(DATA PROVIDED)

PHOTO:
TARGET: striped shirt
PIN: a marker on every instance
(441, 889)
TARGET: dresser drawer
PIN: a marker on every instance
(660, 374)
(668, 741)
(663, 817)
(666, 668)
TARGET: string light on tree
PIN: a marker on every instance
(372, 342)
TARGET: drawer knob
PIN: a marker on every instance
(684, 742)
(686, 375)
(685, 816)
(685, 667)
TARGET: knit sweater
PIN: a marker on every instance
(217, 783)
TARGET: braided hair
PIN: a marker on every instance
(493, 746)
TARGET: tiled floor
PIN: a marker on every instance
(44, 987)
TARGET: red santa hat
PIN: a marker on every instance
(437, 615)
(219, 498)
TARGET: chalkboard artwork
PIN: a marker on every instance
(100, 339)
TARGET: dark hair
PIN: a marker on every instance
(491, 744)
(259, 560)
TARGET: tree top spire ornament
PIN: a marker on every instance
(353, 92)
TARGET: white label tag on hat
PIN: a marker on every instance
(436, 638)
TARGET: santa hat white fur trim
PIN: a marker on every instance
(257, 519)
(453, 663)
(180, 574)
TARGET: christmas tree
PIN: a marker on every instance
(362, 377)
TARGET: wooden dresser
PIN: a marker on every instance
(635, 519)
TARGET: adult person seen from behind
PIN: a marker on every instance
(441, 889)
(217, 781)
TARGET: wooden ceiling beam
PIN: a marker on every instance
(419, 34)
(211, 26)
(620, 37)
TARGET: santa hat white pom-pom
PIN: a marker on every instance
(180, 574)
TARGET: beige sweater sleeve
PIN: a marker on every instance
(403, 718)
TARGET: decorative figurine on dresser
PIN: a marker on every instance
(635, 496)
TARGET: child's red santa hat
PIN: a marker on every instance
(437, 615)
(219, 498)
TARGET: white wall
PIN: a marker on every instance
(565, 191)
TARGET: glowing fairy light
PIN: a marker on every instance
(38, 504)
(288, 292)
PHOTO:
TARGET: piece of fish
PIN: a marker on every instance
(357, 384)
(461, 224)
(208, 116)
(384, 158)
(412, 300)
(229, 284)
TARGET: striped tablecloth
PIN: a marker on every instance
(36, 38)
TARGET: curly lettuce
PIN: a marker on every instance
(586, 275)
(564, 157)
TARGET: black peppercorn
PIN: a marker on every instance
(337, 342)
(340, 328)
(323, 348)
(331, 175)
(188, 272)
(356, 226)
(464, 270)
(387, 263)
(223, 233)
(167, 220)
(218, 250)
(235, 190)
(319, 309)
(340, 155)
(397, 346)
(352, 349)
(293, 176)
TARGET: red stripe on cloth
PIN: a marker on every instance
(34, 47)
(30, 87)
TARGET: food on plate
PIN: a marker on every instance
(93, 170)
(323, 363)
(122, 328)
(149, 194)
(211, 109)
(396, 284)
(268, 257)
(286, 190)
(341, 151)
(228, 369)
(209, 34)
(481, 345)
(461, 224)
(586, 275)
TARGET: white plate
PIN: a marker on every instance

(WORK REQUIRED)
Reproduce all of the data exactly as given.

(REPLY TO THE TASK)
PHOTO:
TARGET: striped shirt
PIN: a marker on every instance
(441, 889)
TARGET: dresser drawer
PIN: a marker on every instance
(660, 374)
(668, 741)
(663, 817)
(666, 668)
TARGET: string light on tree
PIN: a marker on every instance
(372, 342)
TARGET: drawer knob
PIN: a marker on every instance
(684, 742)
(686, 375)
(685, 816)
(685, 667)
TARGET: knit sweater
PIN: a marker on every instance
(217, 783)
TARGET: braided hair
PIN: a marker on every instance
(493, 746)
TARGET: tiled floor
PIN: a marker on every instance
(44, 987)
TARGET: red santa hat
PIN: a marker on every instance
(437, 615)
(219, 498)
TARGET: chalkboard artwork
PIN: a marker on every instance
(100, 339)
TARGET: dark hair
PIN: a marker on every instance
(491, 744)
(259, 560)
TARGET: tree top spire ornament
PIN: a marker on every instance
(353, 92)
TARGET: white label tag on hat
PIN: a marker on every instance
(436, 638)
TARGET: santa hat white fur trim
PIN: a marker on every instance
(257, 519)
(453, 663)
(180, 574)
TARGET: christmas tree
PIN: a marker on every instance
(362, 377)
TARGET: wooden dresser
PIN: a marker on every instance
(635, 519)
TARGET: adult person seen from behind
PIN: a marker on every instance
(441, 889)
(217, 781)
TARGET: wooden ceiling beam
PIN: a marker on every instance
(419, 34)
(211, 26)
(620, 37)
TARGET: santa hat white pom-pom
PIN: a marker on every instance
(180, 574)
TARGET: beige sweater sleeve
PIN: a marker on every instance
(403, 718)
TARGET: decorative figurine on dresser
PIN: a marker on every instance
(635, 496)
TARGET: child's red santa hat
PIN: a marker on every instance
(437, 615)
(219, 498)
TARGET: white wall
PIN: a marker on every instance
(565, 191)
TARGET: glowing fairy light
PIN: a marker on every instance
(38, 504)
(288, 292)
PHOTO:
TARGET: piece of fish
PIN: a marker on every instance
(357, 384)
(461, 224)
(208, 116)
(384, 158)
(412, 300)
(229, 284)
TARGET: striped tablecloth
PIN: a marker on every instance
(36, 38)
TARGET: curly lettuce
PIN: a marker on every instance
(586, 275)
(564, 157)
TARGET: black peppercorn
PIN: a marker on every instance
(337, 342)
(340, 328)
(323, 348)
(331, 175)
(188, 272)
(356, 226)
(464, 270)
(387, 263)
(223, 233)
(167, 220)
(218, 250)
(235, 190)
(319, 309)
(340, 155)
(397, 346)
(352, 349)
(293, 176)
TARGET: red stripe on cloth
PIN: a marker on every instance
(34, 47)
(30, 87)
TARGET: food on plate
PIN: a marker on every instance
(93, 170)
(323, 363)
(122, 328)
(149, 194)
(211, 109)
(396, 284)
(268, 257)
(286, 190)
(341, 151)
(228, 369)
(209, 34)
(481, 345)
(461, 224)
(586, 275)
TARGET: white plate
PIN: a marker on every instance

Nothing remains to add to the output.